*** Opening EXCERPTED PASSAGE ***

The vast distance between solar systems may be a form of divine quarantine: they prevent the spiritual infection of a fallen species from spreading; they block  it from playing the role of the serpent in the Garden of Eden. C.S. Lewis

Our galaxy, the Milky Way, may have as many as 40 billion, habitable, earth-sized planets, so say scientists analyzing data from NASA’s Kepler space telescope.

So if life often originates where conditions exist to support it, and if intelligence often emerges where life occurs, then even in this tiny corner of the universe, our home galaxy, intelligent extraterrestrials must be abundant.

But if so, where are they?

There are many possible answerssome of them quite weird. But the correct explanation may be mundane. It may just be a matter of distance.

*** Closing EXCERPTED PASSAGE ***
*** Opening DATA RECORDS ***

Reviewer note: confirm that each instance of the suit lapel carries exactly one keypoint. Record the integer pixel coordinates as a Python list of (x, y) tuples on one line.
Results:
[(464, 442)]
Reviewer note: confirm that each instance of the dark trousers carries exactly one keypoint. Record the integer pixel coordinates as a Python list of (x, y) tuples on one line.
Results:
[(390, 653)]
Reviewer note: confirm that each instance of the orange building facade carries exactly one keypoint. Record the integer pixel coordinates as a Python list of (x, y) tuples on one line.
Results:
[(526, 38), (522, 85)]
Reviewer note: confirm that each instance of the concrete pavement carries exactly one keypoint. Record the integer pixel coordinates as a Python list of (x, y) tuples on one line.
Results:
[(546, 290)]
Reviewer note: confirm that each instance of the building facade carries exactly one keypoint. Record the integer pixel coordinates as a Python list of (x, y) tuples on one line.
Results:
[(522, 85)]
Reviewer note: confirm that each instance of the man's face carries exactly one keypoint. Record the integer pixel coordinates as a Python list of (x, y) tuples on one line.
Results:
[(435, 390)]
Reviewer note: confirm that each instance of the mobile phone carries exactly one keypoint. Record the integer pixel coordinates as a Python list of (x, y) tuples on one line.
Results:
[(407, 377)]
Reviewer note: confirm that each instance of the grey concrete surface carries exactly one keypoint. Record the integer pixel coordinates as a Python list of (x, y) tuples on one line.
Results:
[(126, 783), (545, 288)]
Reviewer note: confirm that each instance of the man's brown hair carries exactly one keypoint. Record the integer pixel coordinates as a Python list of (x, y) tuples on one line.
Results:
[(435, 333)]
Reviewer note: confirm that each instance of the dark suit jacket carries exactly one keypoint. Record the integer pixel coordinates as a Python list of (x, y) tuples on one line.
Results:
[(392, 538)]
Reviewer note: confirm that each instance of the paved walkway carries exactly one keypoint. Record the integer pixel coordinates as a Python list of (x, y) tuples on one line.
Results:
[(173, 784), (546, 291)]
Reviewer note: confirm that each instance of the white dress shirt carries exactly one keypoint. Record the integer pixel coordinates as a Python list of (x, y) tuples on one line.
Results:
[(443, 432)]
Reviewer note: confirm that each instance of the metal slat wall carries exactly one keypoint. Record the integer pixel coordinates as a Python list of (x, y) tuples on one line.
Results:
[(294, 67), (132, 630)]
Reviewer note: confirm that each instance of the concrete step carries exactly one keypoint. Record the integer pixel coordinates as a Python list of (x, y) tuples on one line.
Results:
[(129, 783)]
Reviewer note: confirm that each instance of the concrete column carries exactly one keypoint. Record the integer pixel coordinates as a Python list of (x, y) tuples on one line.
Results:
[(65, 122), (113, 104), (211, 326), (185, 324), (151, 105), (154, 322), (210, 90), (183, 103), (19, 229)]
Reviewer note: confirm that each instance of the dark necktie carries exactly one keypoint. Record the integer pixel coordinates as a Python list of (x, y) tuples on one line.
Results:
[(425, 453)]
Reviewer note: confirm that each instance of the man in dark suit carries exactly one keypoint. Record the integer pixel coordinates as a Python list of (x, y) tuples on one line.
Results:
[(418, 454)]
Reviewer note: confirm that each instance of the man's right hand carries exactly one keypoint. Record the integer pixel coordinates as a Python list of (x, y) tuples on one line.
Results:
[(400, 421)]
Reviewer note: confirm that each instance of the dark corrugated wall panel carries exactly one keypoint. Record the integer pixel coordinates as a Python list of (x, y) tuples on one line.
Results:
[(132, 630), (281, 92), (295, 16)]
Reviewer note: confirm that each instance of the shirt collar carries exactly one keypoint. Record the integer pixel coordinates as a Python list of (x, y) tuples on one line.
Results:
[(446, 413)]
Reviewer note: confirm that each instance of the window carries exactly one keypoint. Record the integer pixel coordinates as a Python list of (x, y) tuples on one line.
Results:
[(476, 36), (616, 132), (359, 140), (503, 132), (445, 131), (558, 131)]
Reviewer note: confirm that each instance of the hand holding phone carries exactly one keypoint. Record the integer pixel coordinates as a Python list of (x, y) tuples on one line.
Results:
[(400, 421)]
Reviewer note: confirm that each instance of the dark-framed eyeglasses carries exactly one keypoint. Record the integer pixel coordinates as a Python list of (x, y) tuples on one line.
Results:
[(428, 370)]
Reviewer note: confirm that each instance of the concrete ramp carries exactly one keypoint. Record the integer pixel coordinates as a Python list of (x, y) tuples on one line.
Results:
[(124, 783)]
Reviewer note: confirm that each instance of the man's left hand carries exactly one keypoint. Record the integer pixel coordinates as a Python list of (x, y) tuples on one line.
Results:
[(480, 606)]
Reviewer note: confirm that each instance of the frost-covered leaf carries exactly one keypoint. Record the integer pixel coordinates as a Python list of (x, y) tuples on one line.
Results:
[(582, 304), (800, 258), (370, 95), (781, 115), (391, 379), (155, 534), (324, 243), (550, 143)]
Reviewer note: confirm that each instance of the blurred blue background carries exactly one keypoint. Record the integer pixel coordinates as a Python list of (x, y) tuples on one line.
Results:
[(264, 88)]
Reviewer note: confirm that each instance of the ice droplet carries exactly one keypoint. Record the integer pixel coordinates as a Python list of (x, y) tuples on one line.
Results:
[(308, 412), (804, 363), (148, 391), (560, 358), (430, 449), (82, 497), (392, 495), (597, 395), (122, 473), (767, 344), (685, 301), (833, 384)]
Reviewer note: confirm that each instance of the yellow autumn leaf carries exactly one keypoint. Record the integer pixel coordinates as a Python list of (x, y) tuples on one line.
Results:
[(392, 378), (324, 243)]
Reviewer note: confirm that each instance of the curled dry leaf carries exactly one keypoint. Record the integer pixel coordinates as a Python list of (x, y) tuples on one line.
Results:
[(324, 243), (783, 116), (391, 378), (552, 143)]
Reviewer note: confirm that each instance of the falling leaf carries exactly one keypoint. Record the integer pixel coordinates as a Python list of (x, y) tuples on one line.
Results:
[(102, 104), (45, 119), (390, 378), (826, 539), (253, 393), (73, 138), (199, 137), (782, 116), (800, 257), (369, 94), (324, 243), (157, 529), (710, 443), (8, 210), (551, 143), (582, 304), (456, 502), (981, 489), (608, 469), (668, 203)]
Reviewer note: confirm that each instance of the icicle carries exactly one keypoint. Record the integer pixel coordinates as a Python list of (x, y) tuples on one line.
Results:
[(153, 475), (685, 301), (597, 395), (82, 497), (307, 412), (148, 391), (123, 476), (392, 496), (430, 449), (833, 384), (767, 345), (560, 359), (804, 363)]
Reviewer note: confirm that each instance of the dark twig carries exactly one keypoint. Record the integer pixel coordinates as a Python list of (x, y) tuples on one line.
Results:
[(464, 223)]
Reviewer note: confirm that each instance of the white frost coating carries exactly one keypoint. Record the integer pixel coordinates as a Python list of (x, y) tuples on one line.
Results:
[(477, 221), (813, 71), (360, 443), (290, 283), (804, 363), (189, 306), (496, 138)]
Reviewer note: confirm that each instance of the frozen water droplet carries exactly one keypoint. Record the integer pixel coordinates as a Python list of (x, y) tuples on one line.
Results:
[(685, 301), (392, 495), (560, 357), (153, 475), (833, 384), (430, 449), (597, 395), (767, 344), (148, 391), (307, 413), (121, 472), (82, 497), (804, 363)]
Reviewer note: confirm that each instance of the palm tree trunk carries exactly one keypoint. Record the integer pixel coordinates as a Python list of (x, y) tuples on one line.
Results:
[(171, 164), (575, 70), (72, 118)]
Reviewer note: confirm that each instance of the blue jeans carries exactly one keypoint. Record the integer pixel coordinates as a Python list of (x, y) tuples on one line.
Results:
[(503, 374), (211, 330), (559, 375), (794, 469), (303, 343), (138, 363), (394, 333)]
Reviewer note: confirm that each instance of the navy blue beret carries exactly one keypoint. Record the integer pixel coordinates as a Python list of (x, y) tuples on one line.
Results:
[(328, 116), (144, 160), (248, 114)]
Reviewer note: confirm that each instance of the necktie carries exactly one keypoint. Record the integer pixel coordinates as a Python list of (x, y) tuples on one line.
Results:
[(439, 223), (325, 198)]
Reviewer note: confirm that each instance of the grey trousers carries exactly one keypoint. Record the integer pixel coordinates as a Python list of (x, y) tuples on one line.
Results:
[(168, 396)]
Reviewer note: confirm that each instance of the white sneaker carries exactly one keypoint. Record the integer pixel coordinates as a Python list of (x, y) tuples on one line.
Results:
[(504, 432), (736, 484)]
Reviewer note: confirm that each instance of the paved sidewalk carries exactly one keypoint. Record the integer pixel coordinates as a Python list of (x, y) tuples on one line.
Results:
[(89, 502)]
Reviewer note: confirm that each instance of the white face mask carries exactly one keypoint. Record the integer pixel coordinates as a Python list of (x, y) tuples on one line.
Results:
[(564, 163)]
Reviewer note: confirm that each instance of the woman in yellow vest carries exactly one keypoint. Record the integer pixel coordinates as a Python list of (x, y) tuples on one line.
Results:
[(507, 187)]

*** Closing DATA RECORDS ***

## TASKS TO COMPLETE
1. Answer the following questions using the passage on extraterrestrial life.
(a) According to the quotation attributed to C.S. Lewis, what may the vast distance between solar systems be?
(b) How many habitable, earth-sized planets may the Milky Way have?
(c) Data from which space telescope were the scientists analyzing?
2. From the passage on extraterrestrial life, write out the portion starting with "The vast distance" and going on through "Kepler space telescope.".

## SOLUTIONS BELOW
1.
(a) A form of divine quarantine.
(b) As many as 40 billion.
(c) NASA's Kepler space telescope.

2.
The vast distance between solar systems may be a form of divine quarantine: they prevent the spiritual infection of a fallen species from spreading; they block  it from playing the role of the serpent in the Garden of Eden. C.S. Lewis

Our galaxy, the Milky Way, may have as many as 40 billion, habitable, earth-sized planets, so say scientists analyzing data from NASA’s Kepler space telescope.